TEXTE SOURCE ->
========

Nous sommes bien loin du calcul effectué par le Gouvernement, qui annonçait qu’un euro dépensé en crédit d’impôt par l’État engendrerait trois euros d’investissement par les entreprises !
Le rapport de M. Carrez sur ce thème est d’ailleurs circonspect : le CIR concernerait 80 % des entreprises de plus de 250 salariés. Vous contestez ce chiffre, madame la ministre. Nous avons besoin d’en savoir plus, et la demande d’une étude d’impact du CIR formulée par plusieurs rapporteurs, ainsi que par notre groupe, est d’autant plus judicieuse que les petites entreprises novatrices peinent toujours à financer leurs projets.
De surcroît, comment expliquer à nos chercheurs la baisse des moyens, la précarité des postes, alors que le présent projet de budget fait la part belle aux choix de recherche des entreprises les plus riches ?
Au titre du grand emprunt, 10 milliards d'euros serviront à transformer quelques groupements d’établissements d’enseignement supérieur et de recherche en institutions pluridisciplinaires. Mais la pluridisciplinarité, base de l’approche systémique et de l’innovation, ne se décrète pas en plaçant tout le monde sous la même hiérarchie ; elle se construit par la facilitation, par la souplesse, par la rencontre, par le partage, elle demande du temps et n’est pas compatible avec la sommation d’être rentable de suite, d’être compétitif, d’être forcément meilleur que le voisin pour garantir le financement de l’année suivante… La pluridisciplinarité se construit avec des équipes durables, qui se connaissent et ne sont pas fragilisées par le financement du projet.
S’agissant des thématiques, il faut plus de recherche développant l’intelligence environnementale, des outils de mesure de la symbiose, ou du divorce, avec les écosystèmes –même le MEDEF vous le demande –, de nouvelles technologies moins gourmandes en ressources naturelles, des énergies renouvelables, des modes de transport de l’électricité au rendement plus efficace pour mettre un terme au gâchis actuel…
Le programme « Recherche dans les domaines de l’énergie, du développement et de l’aménagement durables » aurait pu contribuer au « changement d’ère », comme dit la communication autour du Grenelle de l’environnement. Il n’en est rien. L’action « recherche dans le domaine de l’énergie » est encore « squattée » par le nucléaire, qui émarge à toutes les lignes possibles de tous les ministères – décarbonisation, innovation, international… –, sans pour autant nous garantir l’indépendance énergétique, ni une solution pour les déchets, ni même la sécurité, au vu de la fréquence des incidents.
Bien entendu, pour compléter ce que vous appelez le « mix énergétique », vous saupoudrez le tout d’un peu de recherche sur le développement des énergies renouvelables, par exemple la production d’électricité d’origine photovoltaïque, pour faire plaisir aux écologistes, mais vos services ont les yeux de Chimène pour les biocarburants de deuxième génération, alors que la première génération d’agrocarburants s’est révélée calamiteuse, tant par son écobilan qu’en raison des conséquences de son développement pour les paysans pauvres. L’ADEME a sûrement mieux à faire, avec ses crédits, que de donner à Total 7 millions d’euros d’argent public pour travailler sur ce sujet !

========

DONNÉES FOURNIES ->
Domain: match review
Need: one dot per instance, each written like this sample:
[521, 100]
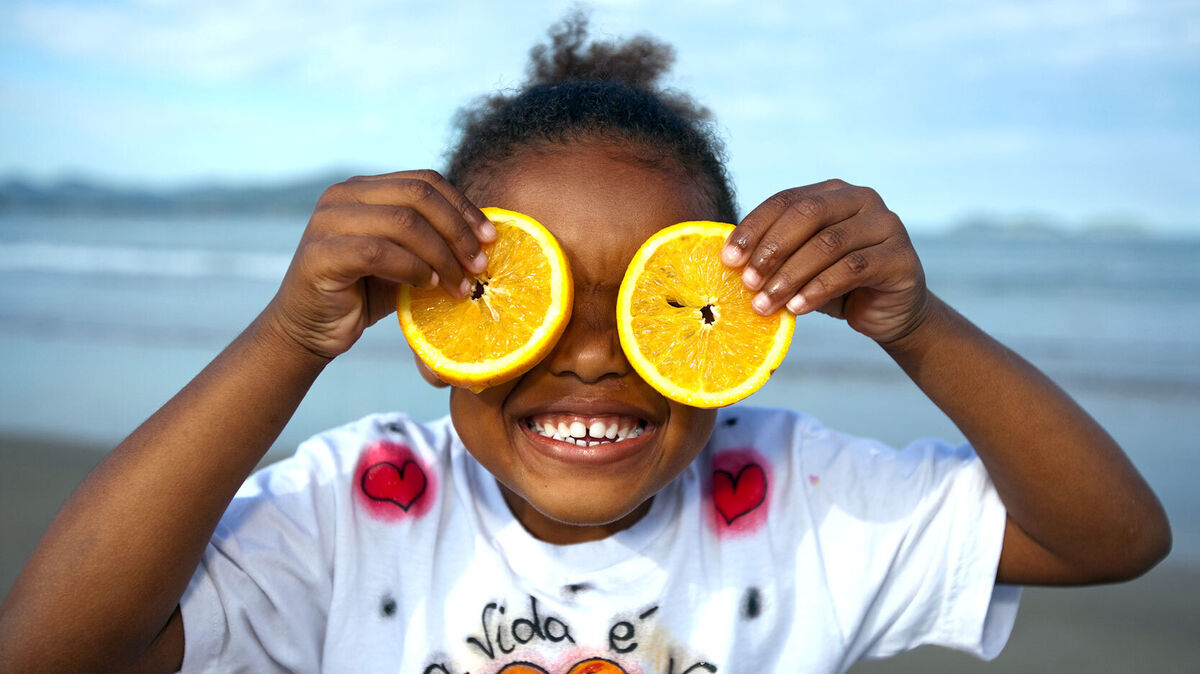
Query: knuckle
[430, 176]
[831, 240]
[335, 193]
[869, 196]
[420, 190]
[781, 286]
[857, 262]
[822, 284]
[403, 218]
[766, 253]
[809, 208]
[781, 199]
[370, 251]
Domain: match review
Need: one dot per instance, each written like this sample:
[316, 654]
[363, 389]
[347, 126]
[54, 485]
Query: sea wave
[142, 260]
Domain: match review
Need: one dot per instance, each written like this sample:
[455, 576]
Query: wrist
[276, 347]
[922, 330]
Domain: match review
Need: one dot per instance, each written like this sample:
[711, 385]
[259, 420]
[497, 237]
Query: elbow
[1146, 543]
[1157, 541]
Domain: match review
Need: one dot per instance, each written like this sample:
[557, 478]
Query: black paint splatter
[751, 603]
[388, 607]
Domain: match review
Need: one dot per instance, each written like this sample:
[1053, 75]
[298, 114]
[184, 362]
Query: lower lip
[595, 455]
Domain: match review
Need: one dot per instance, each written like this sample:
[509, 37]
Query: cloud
[1068, 32]
[357, 43]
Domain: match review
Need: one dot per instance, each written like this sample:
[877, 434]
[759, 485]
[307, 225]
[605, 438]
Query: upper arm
[1024, 561]
[166, 653]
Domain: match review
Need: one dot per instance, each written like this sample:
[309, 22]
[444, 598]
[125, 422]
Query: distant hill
[83, 197]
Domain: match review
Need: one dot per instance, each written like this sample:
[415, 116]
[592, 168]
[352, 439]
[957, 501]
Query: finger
[747, 235]
[381, 299]
[858, 269]
[826, 247]
[407, 228]
[445, 217]
[805, 218]
[337, 262]
[480, 226]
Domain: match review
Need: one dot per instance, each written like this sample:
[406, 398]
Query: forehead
[599, 203]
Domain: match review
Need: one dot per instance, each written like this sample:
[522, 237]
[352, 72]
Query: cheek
[690, 431]
[478, 417]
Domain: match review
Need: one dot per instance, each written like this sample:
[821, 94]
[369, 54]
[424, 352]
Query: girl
[685, 541]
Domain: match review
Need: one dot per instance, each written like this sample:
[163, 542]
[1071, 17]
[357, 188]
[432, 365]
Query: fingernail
[479, 263]
[751, 278]
[761, 304]
[731, 254]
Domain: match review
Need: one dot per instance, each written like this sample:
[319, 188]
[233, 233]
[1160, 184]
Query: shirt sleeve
[911, 542]
[259, 597]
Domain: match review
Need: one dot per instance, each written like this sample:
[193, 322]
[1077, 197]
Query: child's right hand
[366, 236]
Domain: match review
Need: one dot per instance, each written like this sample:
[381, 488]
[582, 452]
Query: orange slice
[519, 308]
[687, 324]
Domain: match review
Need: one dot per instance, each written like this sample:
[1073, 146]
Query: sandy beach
[1150, 625]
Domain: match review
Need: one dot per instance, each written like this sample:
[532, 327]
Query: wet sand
[1149, 625]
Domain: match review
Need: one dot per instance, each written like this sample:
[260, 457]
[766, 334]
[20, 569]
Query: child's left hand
[835, 248]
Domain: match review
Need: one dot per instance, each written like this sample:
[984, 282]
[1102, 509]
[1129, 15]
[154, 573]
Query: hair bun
[569, 56]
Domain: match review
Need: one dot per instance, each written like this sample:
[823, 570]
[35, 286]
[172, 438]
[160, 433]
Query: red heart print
[735, 495]
[591, 666]
[402, 486]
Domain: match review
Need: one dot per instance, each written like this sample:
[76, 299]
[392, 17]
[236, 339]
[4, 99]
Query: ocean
[103, 319]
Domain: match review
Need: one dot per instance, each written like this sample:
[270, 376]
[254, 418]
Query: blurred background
[159, 160]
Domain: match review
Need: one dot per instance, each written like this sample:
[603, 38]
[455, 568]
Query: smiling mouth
[586, 431]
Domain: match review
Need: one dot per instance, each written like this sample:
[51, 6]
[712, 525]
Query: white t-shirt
[383, 546]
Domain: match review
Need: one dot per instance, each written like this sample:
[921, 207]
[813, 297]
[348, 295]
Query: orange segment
[687, 324]
[519, 310]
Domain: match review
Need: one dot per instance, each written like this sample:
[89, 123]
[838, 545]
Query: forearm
[1067, 485]
[112, 567]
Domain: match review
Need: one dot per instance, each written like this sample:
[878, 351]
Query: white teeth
[587, 435]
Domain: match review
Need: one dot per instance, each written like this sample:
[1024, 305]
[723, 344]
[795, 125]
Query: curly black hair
[581, 91]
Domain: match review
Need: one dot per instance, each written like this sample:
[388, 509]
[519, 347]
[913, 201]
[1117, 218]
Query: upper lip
[587, 405]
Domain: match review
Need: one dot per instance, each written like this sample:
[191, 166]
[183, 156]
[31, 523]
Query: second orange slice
[519, 308]
[687, 324]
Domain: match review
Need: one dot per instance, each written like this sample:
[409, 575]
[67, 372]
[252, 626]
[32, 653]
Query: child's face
[600, 209]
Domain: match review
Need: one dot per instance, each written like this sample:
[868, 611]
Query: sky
[1079, 112]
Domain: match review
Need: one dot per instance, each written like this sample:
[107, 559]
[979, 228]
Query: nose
[589, 348]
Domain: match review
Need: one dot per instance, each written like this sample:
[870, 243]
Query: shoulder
[340, 453]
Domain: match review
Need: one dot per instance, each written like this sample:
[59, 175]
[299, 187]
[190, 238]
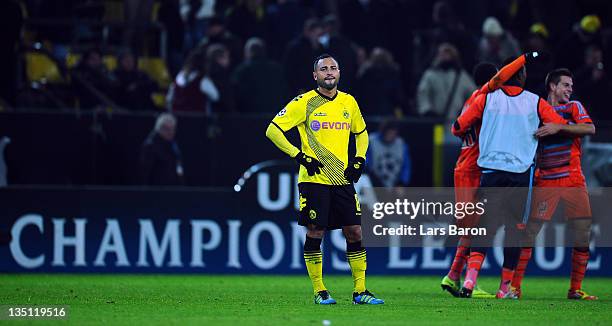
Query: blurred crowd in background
[398, 57]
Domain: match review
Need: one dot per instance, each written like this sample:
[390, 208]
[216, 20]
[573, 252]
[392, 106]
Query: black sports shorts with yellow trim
[327, 206]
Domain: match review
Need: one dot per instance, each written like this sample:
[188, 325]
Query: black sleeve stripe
[277, 126]
[359, 133]
[456, 125]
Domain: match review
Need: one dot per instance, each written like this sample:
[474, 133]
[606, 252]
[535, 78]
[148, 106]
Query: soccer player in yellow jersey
[326, 118]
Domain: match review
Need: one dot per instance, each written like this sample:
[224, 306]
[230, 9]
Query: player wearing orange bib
[467, 172]
[559, 178]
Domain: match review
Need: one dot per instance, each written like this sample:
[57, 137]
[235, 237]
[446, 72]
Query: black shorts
[507, 198]
[330, 207]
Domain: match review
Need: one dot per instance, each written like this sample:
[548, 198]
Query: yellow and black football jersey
[325, 125]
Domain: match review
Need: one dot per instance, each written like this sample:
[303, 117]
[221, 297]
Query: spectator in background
[193, 90]
[449, 29]
[160, 157]
[342, 48]
[584, 34]
[496, 44]
[251, 94]
[537, 41]
[285, 18]
[94, 85]
[217, 33]
[135, 87]
[379, 87]
[593, 84]
[218, 65]
[299, 56]
[388, 158]
[247, 18]
[169, 16]
[195, 15]
[444, 86]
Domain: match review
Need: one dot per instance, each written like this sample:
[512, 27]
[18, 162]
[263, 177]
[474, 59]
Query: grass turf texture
[287, 300]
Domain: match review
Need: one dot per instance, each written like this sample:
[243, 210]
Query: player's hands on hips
[312, 165]
[354, 169]
[548, 129]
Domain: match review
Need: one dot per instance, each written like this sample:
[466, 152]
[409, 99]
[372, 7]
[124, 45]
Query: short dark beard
[322, 84]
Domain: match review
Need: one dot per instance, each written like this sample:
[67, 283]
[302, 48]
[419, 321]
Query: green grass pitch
[287, 300]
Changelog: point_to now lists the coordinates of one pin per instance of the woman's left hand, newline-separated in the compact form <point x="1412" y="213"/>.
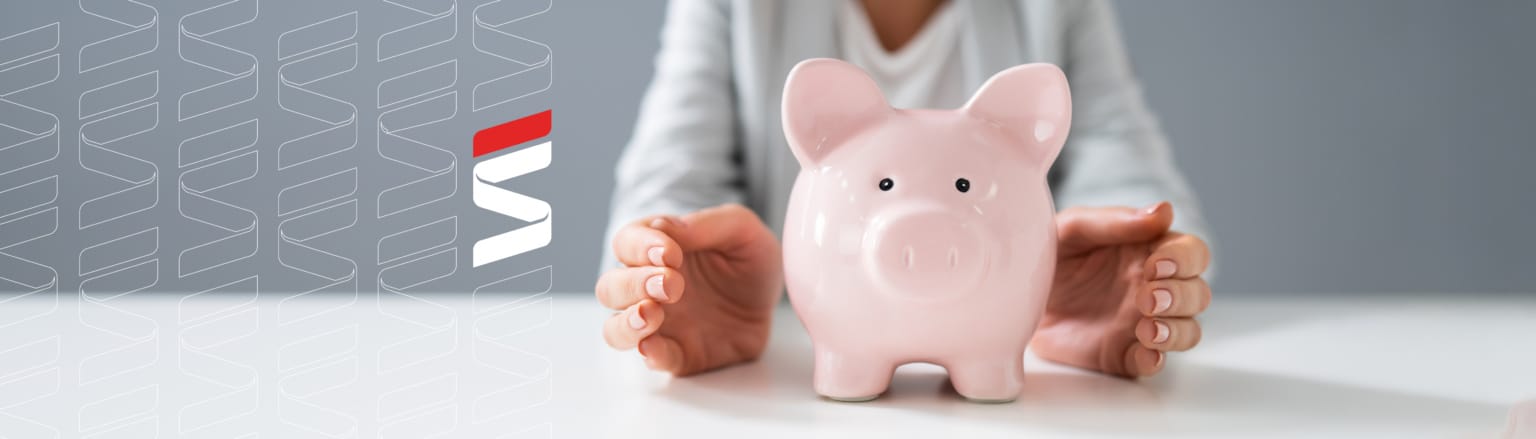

========

ÉNONCÉ A ->
Répondez aux questions suivantes sur le texte consacré au budget de la recherche :
(i) D'après le rapport de M. Carrez, quelle part des entreprises de plus de 250 salariés le CIR concernerait-il ?
(ii) Quel montant du grand emprunt doit servir à transformer des groupements d'établissements d'enseignement supérieur et de recherche en institutions pluridisciplinaires ?
(iii) Quelle somme d'argent public l'ADEME donne-t-elle à Total pour travailler sur les biocarburants ?
ÉNONCÉ B -> Poursuivez le texte sur le budget de la recherche après sa dernière phrase.

RÉPONSE FINALE A ->
(i) 80 %
(ii) 10 milliards d'euros
(iii) 7 millions d'euros

RÉPONSE FINALE B ->
Nous avons atteint des niveaux jamais égalés de concentration de gaz à effet de serre depuis l’époque préindustrielle. Alors que les énergies renouvelables sont une solution, 63 millions d’euros seront gâchés dans des recherches sur ce que vous appelez le « CO2 maîtrisé » et les « carburants diversifiés ».
Il en va de même pour le captage et le stockage du carbone : l’Agence nationale de la recherche, fataliste, considère que l’on n’a rien trouvé de mieux pour réduire le taux de gaz à effet de serre. Encore des grands travaux pour tenter de réparer les erreurs, plutôt que de l’intelligence pour promouvoir un autre développement ! Selon le groupe d’experts intergouvernemental sur l’évolution du climat, le GIEC, la captation et le stockage du carbone ne seront pas opérationnels avant 2030, et même si les résultats se révélaient concluants, il serait trop tard pour lutter contre les changements climatiques. Et ne parlons pas des risques de fuites en surface et d’acidification des sols !
Le budget de la recherche doit avoir pour vocation de construire l’avenir. Sa fonction première est la production de connaissances et de solutions pour le futur ; il ne doit pas être un énième cadeau aux entreprises gourmandes ou le fonds de commerce de la réparation des dommages du développement non durable.
C’est ainsi que nous attendons de l’INRA la définition d’une stratégie plus respectueuse des sols vivants que des intérêts de l’agrochimie. C’est ainsi que nous attendons que la France comble son retard : seulement 0, 8 % de notre production d’électricité provient de l’éolien ou du photovoltaïque. C’est dès aujourd’hui que l’avenir se construit, et la recherche ne doit pas se soumettre à des lobbies sans perspectives responsables.
Enfin, madame la ministre, même si vous n’êtes pas seule en cause, je souhaite vous interpeller sur la disparition de la cellule « culture scientifique et technique » de votre ministère, à l’heure où nous avons plus que jamais besoin d’une culture partagée des sciences et des techniques. Nous veillerons à ce que le futur opérateur national pour la diffusion et la démocratisation de la culture scientifique, le pôle Cité des sciences-Palais de la découverte, ne se constitue pas au détriment de l’originalité de ce dernier et de ses salariés. User du couperet de la suppression d’un poste de fonctionnaire sur deux n’a aucun sens quand on rapproche deux entités dont l’une est victime, et l’autre pas, sauf à vouloir compromettre le projet global. Une vraie ligne budgétaire identifiée pour le nouvel ensemble, gérée selon des critères plus modernes que le nombre d’entrées, garantirait une politique lisible.
Nous serons également attentifs à ce que la communauté de lieu avec le Grand Palais ne se traduise que par un apport de lumière, et non par une réduction des espaces scientifiques. Nous attendons enfin des précisions quant au mode de financement durable des centres de culture scientifique et technique en province et de toutes les associations de terrain.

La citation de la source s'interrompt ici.